● Supplied text:
The ZOB was organized and led by members of leftist Zionist youth organizations and connected to the kibbutz movements. Many of these Zionists looked to David Ben-Gurion as the Zionist movement’s leader and considered their right-leaning political opposition, led later by Menachem Begin and inspired by the Betar organization’s founder Ze’ev Jabotinsky (1880-1940), to be fascists. This false accusation of fascism is practically 100 years old now and was able to be weaponized for political purposes due to several factors, among them Betar’s practice of paramilitary training, as well as military dress and other militaristic trappings. What is more, Jabotinsky’s followers honored him with admiration and esteem unseen on the Zionist left. Finally, Jabotinsky’s embrace of capitalism gave the Jewish left another reason to oppose him and his organizations.

  1. The uprising never really ended.

While many accounts of the revolt in the ghetto report that the uprising ended with the destruction of the main ZOB command bunker at Mila 18 on May 8, 1943, the truth is that fighters in the ghetto continued to strike at Nazis well into 1944. That address was used as the title of the novel by Leon Uris, which may be entertaining but strayed far from the true narrative. In 1979, Dan Kurzman’s popular book The Bravest Battle: The 28 Days of the Warsaw Ghetto Uprising was published, and it solidified in the minds of many that the uprising lasted less than a month in total. Ghetto fighters who hid in other bunkers beneath the rubble carried out sporadic armed attacks on Nazis until the Warsaw Uprising began in August 1944. Hundreds of Nazis were killed by ghetto fighters in all.

● Materials provided:
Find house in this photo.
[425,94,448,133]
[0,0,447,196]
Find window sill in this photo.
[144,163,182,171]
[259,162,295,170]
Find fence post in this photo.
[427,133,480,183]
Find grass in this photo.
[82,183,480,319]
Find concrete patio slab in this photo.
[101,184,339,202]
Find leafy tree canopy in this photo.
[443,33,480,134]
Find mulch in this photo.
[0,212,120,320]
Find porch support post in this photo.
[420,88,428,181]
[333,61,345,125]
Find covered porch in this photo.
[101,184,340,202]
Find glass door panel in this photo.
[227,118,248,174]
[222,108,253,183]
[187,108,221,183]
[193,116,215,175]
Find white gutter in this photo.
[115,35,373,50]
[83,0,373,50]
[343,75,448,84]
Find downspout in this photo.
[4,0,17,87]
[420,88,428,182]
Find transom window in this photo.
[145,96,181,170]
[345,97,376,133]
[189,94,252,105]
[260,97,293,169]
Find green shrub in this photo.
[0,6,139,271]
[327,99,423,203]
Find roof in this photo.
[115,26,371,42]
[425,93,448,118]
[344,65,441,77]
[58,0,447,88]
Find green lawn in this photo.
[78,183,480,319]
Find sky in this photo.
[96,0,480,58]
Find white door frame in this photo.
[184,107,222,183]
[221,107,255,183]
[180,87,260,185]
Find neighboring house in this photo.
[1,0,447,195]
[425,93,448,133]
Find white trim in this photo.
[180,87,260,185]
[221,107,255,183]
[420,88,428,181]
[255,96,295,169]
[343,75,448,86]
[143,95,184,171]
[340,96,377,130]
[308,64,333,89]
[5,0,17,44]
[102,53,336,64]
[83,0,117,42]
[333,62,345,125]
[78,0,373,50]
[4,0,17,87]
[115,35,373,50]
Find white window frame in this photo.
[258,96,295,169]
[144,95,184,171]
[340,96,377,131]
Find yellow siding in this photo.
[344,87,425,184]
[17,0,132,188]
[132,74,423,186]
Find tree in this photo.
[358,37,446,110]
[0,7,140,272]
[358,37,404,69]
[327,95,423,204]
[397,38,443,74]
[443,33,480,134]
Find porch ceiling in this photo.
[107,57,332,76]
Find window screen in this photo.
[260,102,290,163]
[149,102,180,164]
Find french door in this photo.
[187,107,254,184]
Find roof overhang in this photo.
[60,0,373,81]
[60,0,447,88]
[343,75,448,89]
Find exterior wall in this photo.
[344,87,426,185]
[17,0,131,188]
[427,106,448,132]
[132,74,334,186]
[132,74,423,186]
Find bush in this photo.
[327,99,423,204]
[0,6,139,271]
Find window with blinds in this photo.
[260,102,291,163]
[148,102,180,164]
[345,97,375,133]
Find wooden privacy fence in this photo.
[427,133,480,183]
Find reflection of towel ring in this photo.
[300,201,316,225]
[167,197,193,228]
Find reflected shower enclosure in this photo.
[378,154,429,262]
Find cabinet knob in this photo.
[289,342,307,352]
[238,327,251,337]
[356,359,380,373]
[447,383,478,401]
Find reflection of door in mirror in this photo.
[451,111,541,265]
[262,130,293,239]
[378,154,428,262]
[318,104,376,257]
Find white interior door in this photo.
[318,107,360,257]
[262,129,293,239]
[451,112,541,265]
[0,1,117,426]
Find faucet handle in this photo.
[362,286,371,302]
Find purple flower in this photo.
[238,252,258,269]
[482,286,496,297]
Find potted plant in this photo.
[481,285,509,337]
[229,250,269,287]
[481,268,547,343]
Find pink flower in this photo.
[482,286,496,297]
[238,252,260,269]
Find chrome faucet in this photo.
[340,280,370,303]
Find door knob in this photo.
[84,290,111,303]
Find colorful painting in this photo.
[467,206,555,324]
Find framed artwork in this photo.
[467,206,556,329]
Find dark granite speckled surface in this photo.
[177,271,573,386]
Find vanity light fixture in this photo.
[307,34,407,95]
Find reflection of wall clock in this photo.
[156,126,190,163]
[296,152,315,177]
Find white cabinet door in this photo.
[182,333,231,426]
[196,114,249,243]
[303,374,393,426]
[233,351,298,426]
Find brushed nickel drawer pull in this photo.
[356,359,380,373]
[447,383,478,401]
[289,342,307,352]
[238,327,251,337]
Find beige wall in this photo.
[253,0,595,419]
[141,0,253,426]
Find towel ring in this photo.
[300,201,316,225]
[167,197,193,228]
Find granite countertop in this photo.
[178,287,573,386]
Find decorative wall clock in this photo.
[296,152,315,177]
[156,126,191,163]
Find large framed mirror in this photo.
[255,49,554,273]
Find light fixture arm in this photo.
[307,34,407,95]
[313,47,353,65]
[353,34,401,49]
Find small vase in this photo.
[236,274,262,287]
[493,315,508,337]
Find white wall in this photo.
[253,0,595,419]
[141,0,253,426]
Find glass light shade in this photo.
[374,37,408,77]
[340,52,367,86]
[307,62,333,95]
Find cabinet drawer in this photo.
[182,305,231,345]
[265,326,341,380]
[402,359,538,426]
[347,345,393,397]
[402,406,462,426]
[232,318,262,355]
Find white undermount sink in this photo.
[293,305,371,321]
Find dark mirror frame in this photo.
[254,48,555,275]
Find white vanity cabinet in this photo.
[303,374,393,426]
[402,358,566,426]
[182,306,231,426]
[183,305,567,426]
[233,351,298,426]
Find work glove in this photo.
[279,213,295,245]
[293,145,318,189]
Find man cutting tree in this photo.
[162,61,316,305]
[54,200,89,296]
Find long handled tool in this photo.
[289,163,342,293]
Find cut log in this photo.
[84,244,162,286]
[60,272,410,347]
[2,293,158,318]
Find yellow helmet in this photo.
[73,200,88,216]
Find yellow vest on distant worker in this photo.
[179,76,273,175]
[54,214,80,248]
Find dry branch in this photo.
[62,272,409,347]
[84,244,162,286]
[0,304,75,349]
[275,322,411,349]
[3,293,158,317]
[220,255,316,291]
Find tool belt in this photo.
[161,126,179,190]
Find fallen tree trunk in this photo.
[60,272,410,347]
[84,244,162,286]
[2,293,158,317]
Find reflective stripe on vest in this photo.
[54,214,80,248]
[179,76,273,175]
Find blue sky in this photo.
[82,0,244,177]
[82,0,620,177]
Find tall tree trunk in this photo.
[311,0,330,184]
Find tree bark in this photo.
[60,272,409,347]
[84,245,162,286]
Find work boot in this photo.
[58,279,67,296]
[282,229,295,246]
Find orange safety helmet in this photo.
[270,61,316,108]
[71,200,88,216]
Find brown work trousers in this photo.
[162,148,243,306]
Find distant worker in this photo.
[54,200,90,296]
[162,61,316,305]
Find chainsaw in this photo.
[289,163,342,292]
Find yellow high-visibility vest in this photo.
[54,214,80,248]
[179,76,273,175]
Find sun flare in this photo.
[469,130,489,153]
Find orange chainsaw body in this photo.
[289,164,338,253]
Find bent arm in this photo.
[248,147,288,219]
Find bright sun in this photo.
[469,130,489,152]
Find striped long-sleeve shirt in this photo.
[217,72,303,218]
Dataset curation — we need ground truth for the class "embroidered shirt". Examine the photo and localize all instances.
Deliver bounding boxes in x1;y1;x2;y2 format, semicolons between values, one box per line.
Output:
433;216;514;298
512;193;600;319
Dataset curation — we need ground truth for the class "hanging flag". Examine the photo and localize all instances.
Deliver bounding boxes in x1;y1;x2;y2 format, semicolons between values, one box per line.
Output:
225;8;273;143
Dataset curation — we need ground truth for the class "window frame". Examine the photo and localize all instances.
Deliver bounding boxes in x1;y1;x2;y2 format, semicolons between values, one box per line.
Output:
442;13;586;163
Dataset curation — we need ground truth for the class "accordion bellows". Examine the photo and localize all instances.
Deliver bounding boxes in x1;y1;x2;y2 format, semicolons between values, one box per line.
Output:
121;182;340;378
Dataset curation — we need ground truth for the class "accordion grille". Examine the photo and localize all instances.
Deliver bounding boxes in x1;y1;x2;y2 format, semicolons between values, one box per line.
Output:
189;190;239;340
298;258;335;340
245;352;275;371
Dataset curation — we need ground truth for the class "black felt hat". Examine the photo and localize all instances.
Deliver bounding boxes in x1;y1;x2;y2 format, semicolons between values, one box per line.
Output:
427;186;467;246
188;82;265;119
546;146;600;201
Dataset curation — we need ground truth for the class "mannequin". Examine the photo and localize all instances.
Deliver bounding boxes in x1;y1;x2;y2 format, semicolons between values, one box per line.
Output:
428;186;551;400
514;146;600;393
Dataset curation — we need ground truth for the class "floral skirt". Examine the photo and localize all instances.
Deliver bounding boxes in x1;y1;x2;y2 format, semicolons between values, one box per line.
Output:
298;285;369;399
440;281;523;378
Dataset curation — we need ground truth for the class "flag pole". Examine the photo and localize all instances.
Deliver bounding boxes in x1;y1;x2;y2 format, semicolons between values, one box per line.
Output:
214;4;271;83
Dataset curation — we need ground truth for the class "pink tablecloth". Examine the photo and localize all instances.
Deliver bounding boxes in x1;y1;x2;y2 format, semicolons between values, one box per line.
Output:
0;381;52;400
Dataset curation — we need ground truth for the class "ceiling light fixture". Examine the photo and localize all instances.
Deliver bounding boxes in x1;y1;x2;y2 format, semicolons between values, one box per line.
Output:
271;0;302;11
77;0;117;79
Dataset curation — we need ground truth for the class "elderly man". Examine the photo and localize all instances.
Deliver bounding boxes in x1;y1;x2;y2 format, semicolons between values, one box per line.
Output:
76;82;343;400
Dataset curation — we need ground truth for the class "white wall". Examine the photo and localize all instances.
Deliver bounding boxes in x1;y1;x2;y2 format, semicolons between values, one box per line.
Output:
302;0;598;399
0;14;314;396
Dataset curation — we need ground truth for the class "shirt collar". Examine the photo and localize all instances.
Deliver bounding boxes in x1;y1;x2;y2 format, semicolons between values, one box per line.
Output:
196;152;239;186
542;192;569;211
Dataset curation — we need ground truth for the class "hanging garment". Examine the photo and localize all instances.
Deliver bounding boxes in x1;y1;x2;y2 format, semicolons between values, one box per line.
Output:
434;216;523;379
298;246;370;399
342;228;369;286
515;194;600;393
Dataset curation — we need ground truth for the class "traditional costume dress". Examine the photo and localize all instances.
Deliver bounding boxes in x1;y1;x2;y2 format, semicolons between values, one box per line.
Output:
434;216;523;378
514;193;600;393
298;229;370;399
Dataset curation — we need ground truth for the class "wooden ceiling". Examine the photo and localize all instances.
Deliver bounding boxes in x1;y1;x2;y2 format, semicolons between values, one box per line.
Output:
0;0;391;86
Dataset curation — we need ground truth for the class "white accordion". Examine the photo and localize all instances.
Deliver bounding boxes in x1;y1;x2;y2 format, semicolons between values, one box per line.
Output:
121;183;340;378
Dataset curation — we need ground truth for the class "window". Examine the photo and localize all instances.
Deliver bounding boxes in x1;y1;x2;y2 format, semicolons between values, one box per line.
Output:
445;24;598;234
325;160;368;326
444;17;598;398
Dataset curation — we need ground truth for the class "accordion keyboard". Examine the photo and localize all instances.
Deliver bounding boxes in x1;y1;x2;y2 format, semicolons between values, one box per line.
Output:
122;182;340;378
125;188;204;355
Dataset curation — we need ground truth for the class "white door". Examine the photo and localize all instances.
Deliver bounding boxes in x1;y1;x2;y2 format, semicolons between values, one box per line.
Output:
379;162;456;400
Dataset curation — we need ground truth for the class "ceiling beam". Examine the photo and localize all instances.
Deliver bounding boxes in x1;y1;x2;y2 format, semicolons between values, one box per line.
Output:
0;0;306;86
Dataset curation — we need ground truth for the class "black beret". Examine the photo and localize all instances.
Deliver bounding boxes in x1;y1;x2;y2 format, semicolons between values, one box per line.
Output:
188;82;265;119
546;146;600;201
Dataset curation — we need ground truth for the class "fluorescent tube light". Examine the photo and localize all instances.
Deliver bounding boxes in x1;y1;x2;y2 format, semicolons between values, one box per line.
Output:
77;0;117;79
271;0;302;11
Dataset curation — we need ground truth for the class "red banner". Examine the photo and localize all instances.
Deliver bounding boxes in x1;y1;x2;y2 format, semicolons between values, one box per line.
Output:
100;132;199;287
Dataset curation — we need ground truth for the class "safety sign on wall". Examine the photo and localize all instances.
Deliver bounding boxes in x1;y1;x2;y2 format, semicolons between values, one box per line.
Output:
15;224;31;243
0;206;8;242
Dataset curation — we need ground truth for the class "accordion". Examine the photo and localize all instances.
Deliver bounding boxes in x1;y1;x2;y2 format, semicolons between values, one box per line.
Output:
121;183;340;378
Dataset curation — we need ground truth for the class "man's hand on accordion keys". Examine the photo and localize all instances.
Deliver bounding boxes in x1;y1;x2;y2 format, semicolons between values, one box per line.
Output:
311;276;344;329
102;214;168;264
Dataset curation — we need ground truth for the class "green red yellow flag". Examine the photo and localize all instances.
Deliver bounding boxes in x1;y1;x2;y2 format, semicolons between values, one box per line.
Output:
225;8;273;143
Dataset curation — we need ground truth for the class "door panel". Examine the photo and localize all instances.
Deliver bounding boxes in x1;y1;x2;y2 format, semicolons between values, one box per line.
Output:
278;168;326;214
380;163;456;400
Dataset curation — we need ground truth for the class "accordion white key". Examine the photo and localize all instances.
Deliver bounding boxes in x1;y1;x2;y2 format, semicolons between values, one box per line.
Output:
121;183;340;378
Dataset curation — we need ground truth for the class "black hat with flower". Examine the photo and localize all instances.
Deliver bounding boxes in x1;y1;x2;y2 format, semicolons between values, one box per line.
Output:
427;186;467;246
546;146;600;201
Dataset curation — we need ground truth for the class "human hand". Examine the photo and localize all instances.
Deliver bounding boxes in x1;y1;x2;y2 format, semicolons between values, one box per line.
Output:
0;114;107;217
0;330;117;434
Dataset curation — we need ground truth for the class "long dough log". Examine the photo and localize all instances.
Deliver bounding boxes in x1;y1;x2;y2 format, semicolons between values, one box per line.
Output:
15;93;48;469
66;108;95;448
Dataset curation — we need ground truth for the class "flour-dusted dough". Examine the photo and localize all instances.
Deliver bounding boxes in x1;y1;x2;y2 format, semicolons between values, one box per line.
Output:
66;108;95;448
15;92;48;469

● Directions:
**1)** In the passage on the Warsaw Ghetto uprising, at what address was the main ZOB command bunker?
**2)** Copy the rows verbatim, beginning with the row that contains "Find grass in this photo." and continuing through the row that contains "[343,75,448,84]", with both of those rows included.

● Task responses:
**1)** Mila 18

**2)**
Find grass in this photo.
[82,183,480,319]
Find concrete patio slab in this photo.
[101,184,339,202]
Find leafy tree canopy in this photo.
[443,33,480,134]
Find mulch in this photo.
[0,212,120,320]
Find porch support post in this photo.
[420,88,428,181]
[333,61,345,125]
Find covered porch in this photo.
[101,184,340,202]
Find glass door panel in this photo.
[227,118,248,174]
[222,108,253,183]
[187,108,221,183]
[193,116,215,175]
Find white gutter in this photo.
[115,35,373,50]
[83,0,373,50]
[343,75,448,84]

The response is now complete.